(Stored data entries)
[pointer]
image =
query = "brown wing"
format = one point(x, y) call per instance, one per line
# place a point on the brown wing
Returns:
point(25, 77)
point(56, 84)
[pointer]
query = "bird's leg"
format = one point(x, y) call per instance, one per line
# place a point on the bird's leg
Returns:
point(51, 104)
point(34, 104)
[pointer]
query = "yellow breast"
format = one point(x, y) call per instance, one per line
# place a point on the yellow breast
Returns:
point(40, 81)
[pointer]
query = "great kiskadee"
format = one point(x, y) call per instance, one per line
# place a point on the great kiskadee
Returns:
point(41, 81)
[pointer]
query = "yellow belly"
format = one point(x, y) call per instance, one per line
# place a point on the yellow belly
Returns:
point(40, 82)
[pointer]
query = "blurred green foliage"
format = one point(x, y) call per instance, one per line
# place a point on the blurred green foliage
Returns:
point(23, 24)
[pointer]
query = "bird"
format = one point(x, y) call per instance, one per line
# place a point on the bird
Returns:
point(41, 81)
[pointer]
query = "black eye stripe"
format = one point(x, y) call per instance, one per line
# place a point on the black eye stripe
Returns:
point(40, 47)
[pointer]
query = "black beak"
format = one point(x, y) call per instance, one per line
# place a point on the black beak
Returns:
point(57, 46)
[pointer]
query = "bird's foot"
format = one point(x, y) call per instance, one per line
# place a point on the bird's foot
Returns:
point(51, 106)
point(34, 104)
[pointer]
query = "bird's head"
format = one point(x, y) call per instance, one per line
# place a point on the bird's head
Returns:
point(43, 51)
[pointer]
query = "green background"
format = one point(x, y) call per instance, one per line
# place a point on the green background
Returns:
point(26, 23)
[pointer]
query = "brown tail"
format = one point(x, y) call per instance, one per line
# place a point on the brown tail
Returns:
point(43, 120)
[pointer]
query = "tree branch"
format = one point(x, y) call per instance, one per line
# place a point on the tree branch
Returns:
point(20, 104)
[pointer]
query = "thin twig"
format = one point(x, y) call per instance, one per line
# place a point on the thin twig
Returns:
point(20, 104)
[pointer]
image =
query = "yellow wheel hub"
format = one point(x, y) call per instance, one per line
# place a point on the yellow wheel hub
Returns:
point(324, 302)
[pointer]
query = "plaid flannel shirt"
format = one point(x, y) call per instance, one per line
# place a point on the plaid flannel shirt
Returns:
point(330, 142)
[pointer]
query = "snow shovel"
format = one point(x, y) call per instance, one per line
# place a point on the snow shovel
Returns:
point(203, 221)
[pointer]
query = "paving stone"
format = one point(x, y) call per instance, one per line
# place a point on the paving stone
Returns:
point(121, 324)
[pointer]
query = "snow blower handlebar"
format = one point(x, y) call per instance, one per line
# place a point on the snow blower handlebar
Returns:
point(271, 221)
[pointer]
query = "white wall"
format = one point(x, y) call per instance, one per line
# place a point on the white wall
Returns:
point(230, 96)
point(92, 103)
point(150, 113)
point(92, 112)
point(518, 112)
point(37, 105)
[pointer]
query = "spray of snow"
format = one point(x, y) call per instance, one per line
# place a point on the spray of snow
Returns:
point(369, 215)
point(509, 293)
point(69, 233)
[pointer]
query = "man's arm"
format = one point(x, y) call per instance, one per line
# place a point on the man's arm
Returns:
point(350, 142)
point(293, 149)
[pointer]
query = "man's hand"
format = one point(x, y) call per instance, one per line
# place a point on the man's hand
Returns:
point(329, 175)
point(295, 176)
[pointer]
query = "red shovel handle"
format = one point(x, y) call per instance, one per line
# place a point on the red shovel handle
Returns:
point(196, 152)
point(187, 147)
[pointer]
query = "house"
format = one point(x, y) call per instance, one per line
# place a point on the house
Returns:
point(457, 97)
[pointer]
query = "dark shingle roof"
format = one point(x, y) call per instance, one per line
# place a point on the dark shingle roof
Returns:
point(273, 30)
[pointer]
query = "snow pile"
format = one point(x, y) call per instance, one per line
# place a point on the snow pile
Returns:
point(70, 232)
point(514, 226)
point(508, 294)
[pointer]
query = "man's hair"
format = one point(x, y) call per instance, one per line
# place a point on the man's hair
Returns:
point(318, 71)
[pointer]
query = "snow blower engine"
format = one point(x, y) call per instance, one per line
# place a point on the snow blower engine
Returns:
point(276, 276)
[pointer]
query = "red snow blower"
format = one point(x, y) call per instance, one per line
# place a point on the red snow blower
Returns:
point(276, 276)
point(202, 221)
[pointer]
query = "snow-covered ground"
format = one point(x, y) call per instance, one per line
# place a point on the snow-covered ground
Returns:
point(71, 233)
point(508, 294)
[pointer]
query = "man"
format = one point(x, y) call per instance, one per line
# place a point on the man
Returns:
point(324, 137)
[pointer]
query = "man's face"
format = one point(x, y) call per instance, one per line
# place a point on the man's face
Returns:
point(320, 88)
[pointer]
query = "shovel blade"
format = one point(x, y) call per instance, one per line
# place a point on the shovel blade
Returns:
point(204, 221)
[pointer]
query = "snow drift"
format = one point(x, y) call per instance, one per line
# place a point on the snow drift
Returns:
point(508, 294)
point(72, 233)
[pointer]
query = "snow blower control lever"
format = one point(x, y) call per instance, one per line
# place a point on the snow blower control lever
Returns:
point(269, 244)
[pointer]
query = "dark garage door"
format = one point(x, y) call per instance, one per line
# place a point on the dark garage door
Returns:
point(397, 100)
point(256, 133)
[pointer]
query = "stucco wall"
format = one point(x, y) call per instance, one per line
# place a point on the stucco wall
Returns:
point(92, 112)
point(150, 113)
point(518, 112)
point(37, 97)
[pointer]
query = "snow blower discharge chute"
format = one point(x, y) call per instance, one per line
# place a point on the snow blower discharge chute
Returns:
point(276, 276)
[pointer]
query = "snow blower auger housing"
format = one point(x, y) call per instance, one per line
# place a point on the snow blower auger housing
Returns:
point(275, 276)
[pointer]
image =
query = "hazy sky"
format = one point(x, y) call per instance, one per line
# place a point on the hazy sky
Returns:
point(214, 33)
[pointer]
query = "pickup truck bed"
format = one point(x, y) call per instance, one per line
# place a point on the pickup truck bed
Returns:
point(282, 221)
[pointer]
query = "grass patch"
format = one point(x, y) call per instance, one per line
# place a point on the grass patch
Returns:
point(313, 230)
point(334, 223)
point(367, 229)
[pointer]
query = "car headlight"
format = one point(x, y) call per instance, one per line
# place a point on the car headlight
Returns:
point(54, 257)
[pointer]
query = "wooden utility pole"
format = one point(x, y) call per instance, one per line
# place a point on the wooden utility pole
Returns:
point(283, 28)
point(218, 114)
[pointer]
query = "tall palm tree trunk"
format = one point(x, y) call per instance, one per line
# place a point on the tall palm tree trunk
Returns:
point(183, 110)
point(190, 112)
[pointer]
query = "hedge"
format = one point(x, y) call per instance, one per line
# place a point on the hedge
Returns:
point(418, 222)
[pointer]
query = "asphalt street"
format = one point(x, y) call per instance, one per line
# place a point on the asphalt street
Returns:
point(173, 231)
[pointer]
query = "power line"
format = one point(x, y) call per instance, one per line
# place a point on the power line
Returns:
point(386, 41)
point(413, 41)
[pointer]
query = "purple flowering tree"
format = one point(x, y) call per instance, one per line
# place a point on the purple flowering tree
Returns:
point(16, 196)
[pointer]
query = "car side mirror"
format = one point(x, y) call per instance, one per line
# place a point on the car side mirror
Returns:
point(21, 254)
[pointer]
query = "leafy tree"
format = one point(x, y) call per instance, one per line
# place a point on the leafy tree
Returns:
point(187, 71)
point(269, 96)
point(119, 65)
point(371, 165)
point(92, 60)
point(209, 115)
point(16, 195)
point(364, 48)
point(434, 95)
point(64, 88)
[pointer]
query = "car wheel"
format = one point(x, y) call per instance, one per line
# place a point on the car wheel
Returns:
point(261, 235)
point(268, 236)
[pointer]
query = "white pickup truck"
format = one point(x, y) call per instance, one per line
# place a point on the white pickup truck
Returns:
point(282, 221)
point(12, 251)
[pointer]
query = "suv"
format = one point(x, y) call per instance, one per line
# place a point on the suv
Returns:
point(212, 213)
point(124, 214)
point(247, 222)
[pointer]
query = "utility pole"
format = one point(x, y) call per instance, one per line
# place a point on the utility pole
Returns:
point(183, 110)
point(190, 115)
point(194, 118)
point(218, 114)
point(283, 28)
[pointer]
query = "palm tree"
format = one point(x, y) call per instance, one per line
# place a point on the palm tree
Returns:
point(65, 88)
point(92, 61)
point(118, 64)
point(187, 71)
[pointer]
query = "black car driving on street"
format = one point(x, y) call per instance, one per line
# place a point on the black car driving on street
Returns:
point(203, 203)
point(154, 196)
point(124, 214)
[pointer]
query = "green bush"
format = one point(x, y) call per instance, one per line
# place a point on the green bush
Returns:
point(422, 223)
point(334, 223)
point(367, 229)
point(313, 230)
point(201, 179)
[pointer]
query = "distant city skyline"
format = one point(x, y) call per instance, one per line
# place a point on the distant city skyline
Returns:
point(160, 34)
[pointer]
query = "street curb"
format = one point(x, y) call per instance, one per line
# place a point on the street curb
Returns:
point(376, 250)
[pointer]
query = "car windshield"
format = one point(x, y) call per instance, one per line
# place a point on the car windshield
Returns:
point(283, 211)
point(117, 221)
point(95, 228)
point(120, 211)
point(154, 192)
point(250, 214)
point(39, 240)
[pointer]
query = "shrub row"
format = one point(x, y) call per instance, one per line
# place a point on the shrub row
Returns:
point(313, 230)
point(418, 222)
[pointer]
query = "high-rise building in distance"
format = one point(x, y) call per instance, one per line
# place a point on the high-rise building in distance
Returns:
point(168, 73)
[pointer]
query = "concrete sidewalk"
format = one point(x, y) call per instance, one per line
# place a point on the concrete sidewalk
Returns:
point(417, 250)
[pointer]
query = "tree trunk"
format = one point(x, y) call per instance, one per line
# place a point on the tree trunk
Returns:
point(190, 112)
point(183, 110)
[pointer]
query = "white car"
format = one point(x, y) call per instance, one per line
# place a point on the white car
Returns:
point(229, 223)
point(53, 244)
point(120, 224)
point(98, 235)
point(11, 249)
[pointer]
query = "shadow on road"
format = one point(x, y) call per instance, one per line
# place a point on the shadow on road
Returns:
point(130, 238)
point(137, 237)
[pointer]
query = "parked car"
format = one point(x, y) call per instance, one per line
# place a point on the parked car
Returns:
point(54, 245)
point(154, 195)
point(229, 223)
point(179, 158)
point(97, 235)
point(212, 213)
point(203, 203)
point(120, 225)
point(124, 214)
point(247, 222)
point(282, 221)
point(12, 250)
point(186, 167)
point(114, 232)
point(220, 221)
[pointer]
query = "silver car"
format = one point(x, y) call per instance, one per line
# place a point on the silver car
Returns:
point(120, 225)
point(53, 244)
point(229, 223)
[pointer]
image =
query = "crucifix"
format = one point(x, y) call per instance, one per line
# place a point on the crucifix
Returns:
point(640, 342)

> [WHAT IS NEEDED]:
Substitute "put a dot on" for every "place a point on" in the lines from the start of the records through the line holding "point(40, 47)", inclusive. Write those lines again with nothing else changed.

> [SOLUTION TO THIS EXERCISE]:
[pointer]
image =
query = "brown wing"
format = one point(x, y) call per instance, one per line
# put a dot on the brown wing
Returns:
point(25, 77)
point(56, 84)
[pointer]
query = "bird's leg"
format = one point(x, y) call per instance, one per line
# put a dot on the bird's leg
Returns:
point(51, 104)
point(34, 104)
[pointer]
query = "yellow breast"
format = one point(x, y) call per instance, one per line
# put a dot on the yellow breast
Returns:
point(40, 81)
[pointer]
query = "great kiskadee"
format = one point(x, y) call per instance, one per line
# put a dot on the great kiskadee
Returns:
point(41, 81)
[pointer]
query = "yellow belly"
format = one point(x, y) call per instance, one per line
# put a dot on the yellow belly
Returns:
point(40, 82)
[pointer]
query = "blurred green foliage"
format = one point(x, y) call per instance, one per line
# put a dot on the blurred green foliage
Returns:
point(23, 24)
[pointer]
query = "bird"
format = one point(x, y) call per instance, one per line
# put a dot on the bird
Returns:
point(41, 81)
[pointer]
query = "black eye stripe"
format = one point(x, y) call per instance, one per line
# put a dot on the black eye stripe
Returns:
point(40, 47)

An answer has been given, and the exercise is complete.